--- Given text ---
Ronnie Scott's – keeping jazz away from the fans since 2006…

So today I went down to the marvellous Institute Of Contemporary Music Performance in Kilburn, to watch a masterclass by guitarist Mike Stern and bass legend Anthony Jackson. It was a mixture of stories, advice, practice tips and inspirational musings, as well as some amazing playing. Anthony was certainly the most animated I’ve ever seen him (which is not a huge amount, but more than just having seen him in magazines…) and was on rare form with his answers to questions.

All if which made me want to go and check them out at Ronnie Scott’s tonight or tomorrow. However, tickets are £36. For one set. And there’s no longer a reduction for MU members. None at all.

There was a time, not as long ago as you might think when it was – I gather – a pound to get into Ronnie’s with your MU card. That made it the defacto musician’s hang in central london. Given that it goes on a lot later than many other gigs in town, it was the place to go once your gig had finished – catch the second set, hang out with some other musos, get a drink, and give Ronnie’s the air of being THE place to be. It’s what Ronnie himself specifically intended for the club.

That all changed last year when the club changed hands. No more reductions, no more staying all night to watch both sets by an act you really love, and no more sensibly priced tickets. Now, I know Mike Stern is going to charge a pretty penny to come and play – he ain’t cheap, but he’s not sodding Coldplay either! Certainly nothing that forces the club to charge such high dollar ticket prices, or to split the evening so you can only go to half the gig. Add to that the disappearance of the best gig in the country which I’ve blogged about before (click the link), and you’ve got yourself one crappy cabaret night out for rich peoples.

Bollocks to Ronnie’s.

The disappearance of the best gig in the country…

Ronnie Scott’s is one of the most famous jazz clubs in the world. It’s legendary. The late saxophonist who gave his name to the club was clearly a tireless campaigner for jazz music in London, and for as long as most jazzers can remember, Ronnie’s was a place to go and hang, to meet other musicians, hear some great tunes.

They’ve always done really cheap tickets for MU members, and best of all, they always booked a local band to play opposite the big names. It was pretty much the only serious venue around that booked UK jazz acts for week-long residencies. the money wasn’t great, but it was fabulous exposure, a chance to shift a load of CDs, and a great one for the CV. Without doubt, one of the best gigs that any UK jazz band could get booked for. I’ve seen some great stuff there – Ben Castle’s quartet opposite The Yellowjackets, Christine Tobin opposite Gary Husband….

--- Written exercise 1 ---
Answer these questions using the post about Ronnie Scott's:
(a) Where was the masterclass by Mike Stern and Anthony Jackson held?
(b) What is the ticket price at Ronnie Scott's, and how many sets does it cover?
(c) Which act did the writer see playing opposite The Yellowjackets?

--- Material to process ---
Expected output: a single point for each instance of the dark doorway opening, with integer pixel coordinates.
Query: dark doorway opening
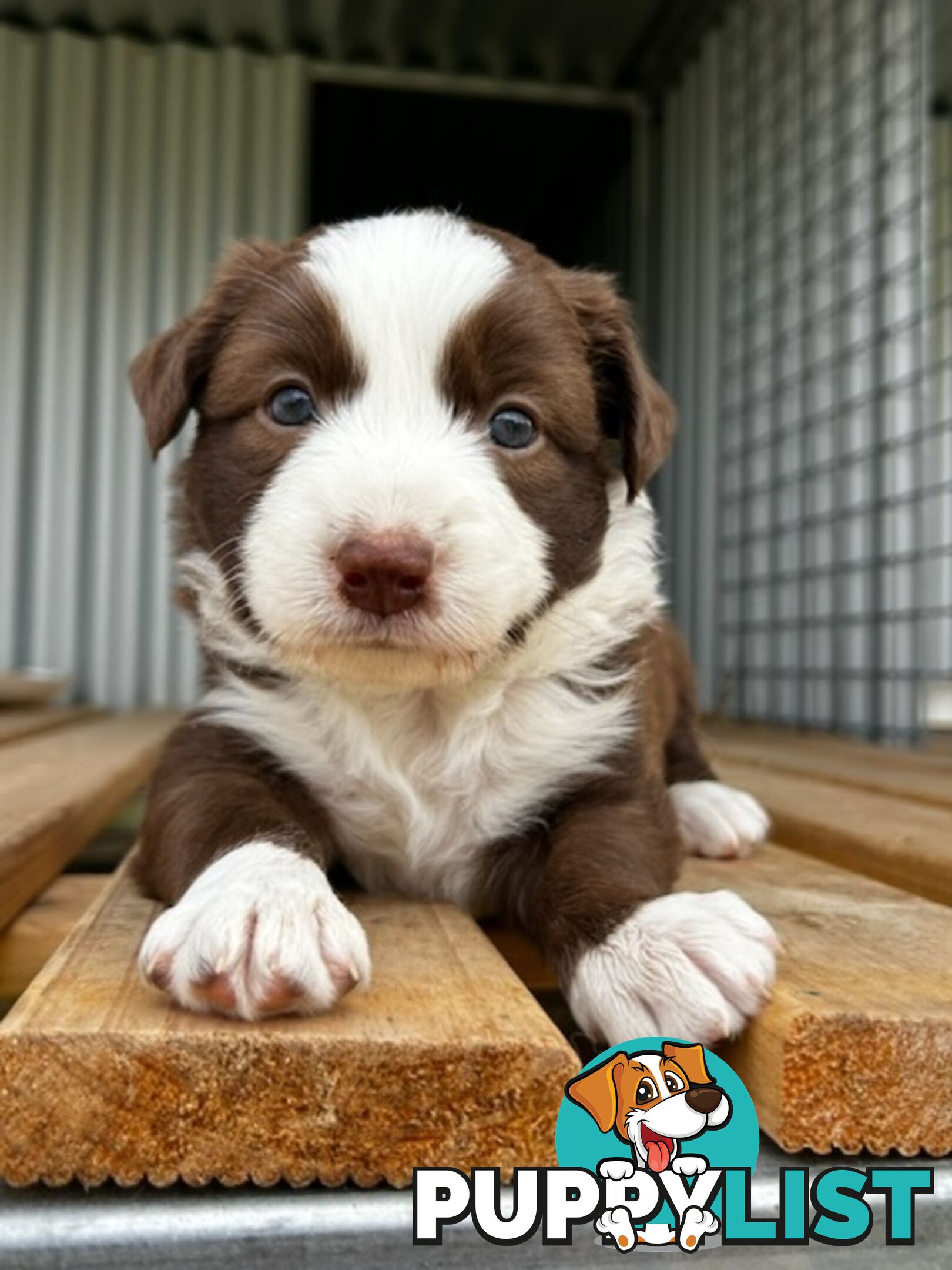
(559, 176)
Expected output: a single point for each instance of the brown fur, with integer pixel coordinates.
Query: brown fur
(612, 844)
(562, 343)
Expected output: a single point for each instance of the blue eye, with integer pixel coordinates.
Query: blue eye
(512, 429)
(292, 407)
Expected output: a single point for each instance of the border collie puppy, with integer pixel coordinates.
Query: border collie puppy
(434, 640)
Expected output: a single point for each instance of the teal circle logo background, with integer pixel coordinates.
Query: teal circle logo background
(581, 1145)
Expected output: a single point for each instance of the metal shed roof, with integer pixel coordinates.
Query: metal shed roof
(606, 44)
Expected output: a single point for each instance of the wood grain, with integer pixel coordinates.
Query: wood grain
(32, 939)
(924, 778)
(59, 789)
(897, 841)
(854, 1050)
(446, 1061)
(17, 723)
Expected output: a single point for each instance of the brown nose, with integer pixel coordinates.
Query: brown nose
(702, 1100)
(385, 573)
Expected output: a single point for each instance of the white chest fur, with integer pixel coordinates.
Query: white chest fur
(417, 783)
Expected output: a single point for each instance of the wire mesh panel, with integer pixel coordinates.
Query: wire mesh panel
(830, 613)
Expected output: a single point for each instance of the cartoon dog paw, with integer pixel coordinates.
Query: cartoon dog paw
(617, 1170)
(688, 1165)
(696, 1224)
(616, 1224)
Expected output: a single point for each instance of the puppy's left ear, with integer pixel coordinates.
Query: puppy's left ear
(597, 1090)
(632, 404)
(691, 1060)
(168, 375)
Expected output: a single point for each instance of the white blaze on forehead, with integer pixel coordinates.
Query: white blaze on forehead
(401, 283)
(397, 455)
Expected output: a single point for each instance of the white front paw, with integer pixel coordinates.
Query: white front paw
(689, 965)
(688, 1166)
(696, 1224)
(716, 820)
(617, 1226)
(259, 933)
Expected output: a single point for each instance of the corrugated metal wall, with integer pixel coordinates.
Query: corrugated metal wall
(797, 509)
(126, 168)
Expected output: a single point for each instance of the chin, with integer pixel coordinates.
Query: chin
(385, 667)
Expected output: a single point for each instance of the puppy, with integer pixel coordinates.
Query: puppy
(433, 631)
(653, 1102)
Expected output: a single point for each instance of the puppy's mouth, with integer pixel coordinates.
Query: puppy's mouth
(658, 1147)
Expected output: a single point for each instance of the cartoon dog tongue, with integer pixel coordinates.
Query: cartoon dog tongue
(659, 1154)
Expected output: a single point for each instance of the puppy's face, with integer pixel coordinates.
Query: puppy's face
(400, 457)
(653, 1100)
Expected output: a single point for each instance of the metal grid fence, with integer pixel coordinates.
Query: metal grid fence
(832, 549)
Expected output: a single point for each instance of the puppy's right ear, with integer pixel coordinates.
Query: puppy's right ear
(597, 1091)
(169, 372)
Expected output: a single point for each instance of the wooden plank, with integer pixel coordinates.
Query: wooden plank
(524, 957)
(59, 789)
(898, 841)
(446, 1061)
(18, 723)
(28, 944)
(903, 774)
(854, 1048)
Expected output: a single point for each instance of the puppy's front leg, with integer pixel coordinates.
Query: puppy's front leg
(633, 959)
(236, 848)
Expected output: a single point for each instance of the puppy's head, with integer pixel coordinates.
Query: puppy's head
(400, 455)
(653, 1100)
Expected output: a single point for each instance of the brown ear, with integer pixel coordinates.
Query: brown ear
(168, 375)
(691, 1060)
(597, 1091)
(632, 404)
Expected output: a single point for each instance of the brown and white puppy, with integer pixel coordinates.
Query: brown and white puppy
(434, 637)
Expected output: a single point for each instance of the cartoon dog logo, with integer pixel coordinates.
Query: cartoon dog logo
(653, 1101)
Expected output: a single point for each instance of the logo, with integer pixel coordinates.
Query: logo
(658, 1122)
(656, 1141)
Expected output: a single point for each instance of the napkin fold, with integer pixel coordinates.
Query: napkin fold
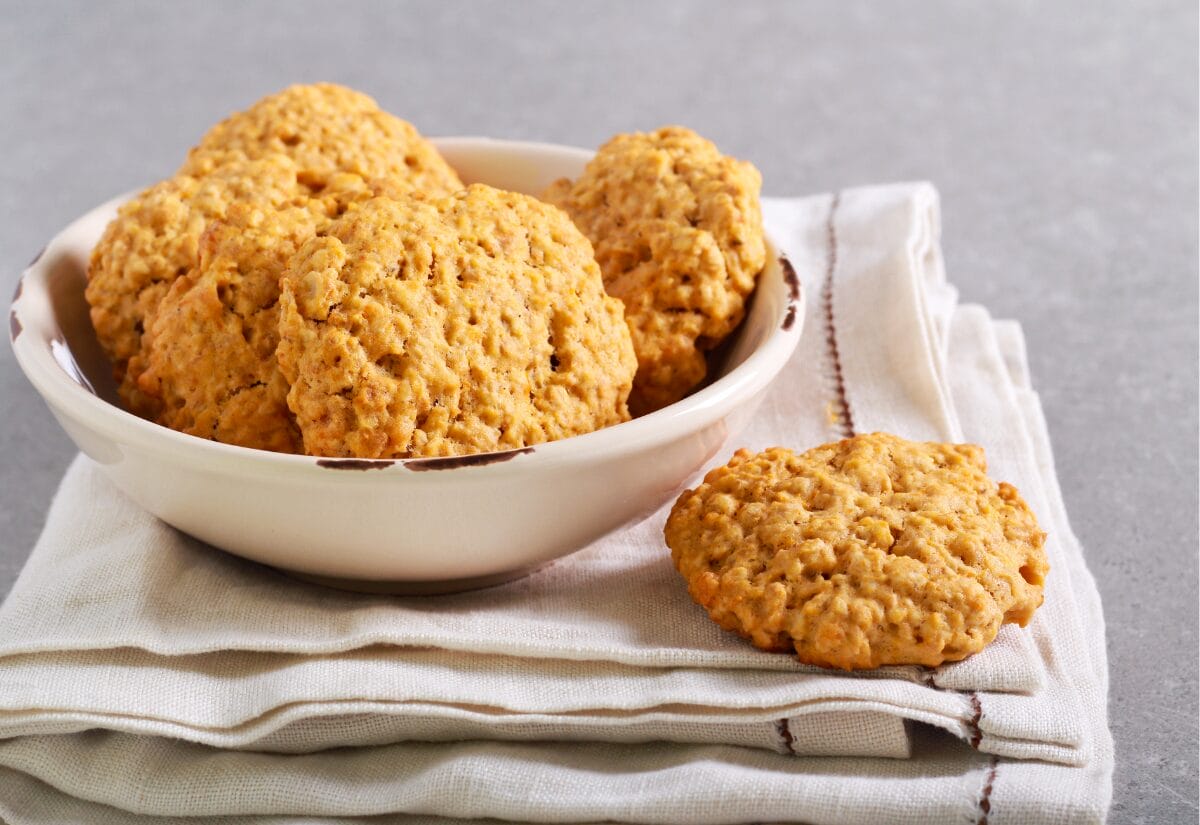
(145, 676)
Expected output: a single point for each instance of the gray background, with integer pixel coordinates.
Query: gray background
(1062, 138)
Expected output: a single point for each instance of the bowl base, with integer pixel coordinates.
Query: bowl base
(436, 588)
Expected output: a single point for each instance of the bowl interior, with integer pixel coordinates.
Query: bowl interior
(60, 319)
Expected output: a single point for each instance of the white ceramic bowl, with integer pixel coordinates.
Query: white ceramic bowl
(417, 524)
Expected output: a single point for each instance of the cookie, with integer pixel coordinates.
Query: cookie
(324, 127)
(868, 552)
(210, 349)
(288, 151)
(677, 230)
(154, 240)
(447, 326)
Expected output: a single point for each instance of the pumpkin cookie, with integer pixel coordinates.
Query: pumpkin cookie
(154, 240)
(280, 154)
(210, 350)
(677, 230)
(871, 550)
(448, 326)
(324, 127)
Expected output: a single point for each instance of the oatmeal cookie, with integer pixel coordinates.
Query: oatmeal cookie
(447, 326)
(281, 154)
(324, 127)
(677, 230)
(871, 550)
(154, 240)
(210, 349)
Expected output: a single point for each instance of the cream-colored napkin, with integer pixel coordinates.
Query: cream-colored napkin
(143, 673)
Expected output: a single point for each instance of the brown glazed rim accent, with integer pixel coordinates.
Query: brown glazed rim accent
(354, 463)
(424, 464)
(793, 290)
(13, 321)
(455, 462)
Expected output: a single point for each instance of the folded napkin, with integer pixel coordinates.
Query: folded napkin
(145, 676)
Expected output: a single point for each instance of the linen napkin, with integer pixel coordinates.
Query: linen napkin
(145, 676)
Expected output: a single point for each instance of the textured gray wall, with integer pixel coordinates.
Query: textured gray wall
(1062, 137)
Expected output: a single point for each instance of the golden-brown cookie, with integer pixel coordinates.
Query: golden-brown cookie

--- Written exercise 2 ---
Return the lines of the entries unchanged, from the line that contains "left ear, with integer pixel coordinates." down through the line that contains "(854, 1048)", including both of those lines.

--- Correct result 1 ---
(a) At the Institute Of Contemporary Music Performance in Kilburn.
(b) £36, for one set.
(c) Ben Castle's quartet.

--- Correct result 2 ---
Expected output: a single point for each instance of the puppy's left ear, with integer pixel coordinates.
Query: puppy's left ear
(597, 1090)
(632, 404)
(691, 1060)
(168, 375)
Expected output: a single point for each instance of the white blaze on forehead, with integer pixel coordinates.
Query: white blaze on forehead
(401, 283)
(397, 455)
Expected output: a single point for each instance of the white front paw, with integer pixel coordinates.
Query: white front paw
(689, 965)
(688, 1166)
(696, 1224)
(716, 820)
(617, 1226)
(259, 933)
Expected output: a single point for each instance of the corrugated metal wall, with integer pixel coordinates.
Query: corrugated metal wall
(797, 509)
(126, 168)
Expected output: a single point for each instance of the chin, with integer pixel coordinates.
Query: chin
(385, 667)
Expected output: a single point for each instance of the puppy, with integer pixel coordinates.
Query: puppy
(433, 631)
(653, 1102)
Expected output: a single point for each instance of the puppy's mouth, with integer pixel coordinates.
Query: puppy's mouth
(658, 1147)
Expected output: a single point for each instance of the cartoon dog tongue, with integer pixel coordinates.
Query: cartoon dog tongue
(659, 1154)
Expected output: a single point for each instance of the puppy's face, with integer pixel coordinates.
Query: puppy's face
(400, 457)
(653, 1100)
Expected output: a single point for each instance of the metal grid fence, with integer pixel coordinates.
Query: metal grid fence
(832, 549)
Expected output: a single point for each instance of the puppy's right ear, with integer pixel coordinates.
Query: puppy's right ear
(597, 1091)
(169, 372)
Expected output: a single point for each instance of the wooden plank, with integer pixel coordinates.
Query: wooden plank
(524, 957)
(59, 789)
(898, 841)
(446, 1061)
(18, 723)
(28, 944)
(903, 774)
(854, 1048)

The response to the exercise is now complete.